• _DOCUMENT SEGMENT_
######
October 7, 2011
Pick up any trainer’s pilot’s operating handbook. The pre-takeoff checklist is likely to contain a reminder to verify that the fight controls are free and correct.
Don’t just go through the motions—literally—of making sure that elevators and ailerons, when moved with the yoke or stick are unobstructed, and rudder pedals are functional. Without actually looking to make sure that control surfaces move as you intend, free controls may not be correct controls. Misrigged controls may result in an aircraft response opposite to what was intended, a condition that has caused some serious accidents.
Fortunately, awareness of the hazard helps make it easy to catch during preflight inspections and pre-takeoff checks.
One mnemonic device some instructors teach is the “thumb up, aileron up” technique. When you turn the yoke to the left, the thumb on your upper hand points to the up aileron, which is the left aileron. Turn the yoke to the right, and your upper hand’s thumb points to the right, or up, aileron, if control cables are both free and correct.
Another method is to think of a box, as explained in the October 2010 Flight Training’s Tech Tip: “Start either full right or full left with the yoke full forward. Then pull all the way aft, turn the yoke fully in the opposite direction, and then push all the way forward. Of course, glance at the aileron and elevator at each point on the box. You’ve done two things: You’ve made sure the controls are correct, and you’ve ensured they can travel fully in all directions.”
######
• _DATA SHOWN_
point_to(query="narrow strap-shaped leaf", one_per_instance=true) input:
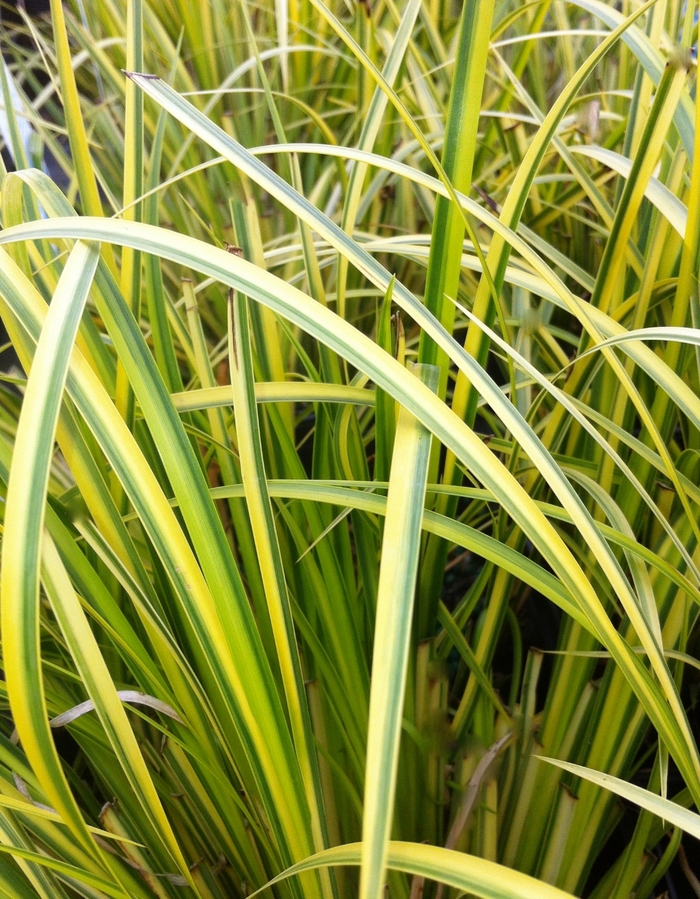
######
Answer these questions from the piece on checking flight controls:
(a) What may misrigged controls result in?
(b) Under the "thumb up, aileron up" technique, which aileron is up when the yoke is turned to the left?
(c) Which issue of Flight Training's Tech Tip explained the box method?
The listing is not used here.

(a) An aircraft response opposite to what was intended.
(b) The left aileron.
(c) The October 2010 issue.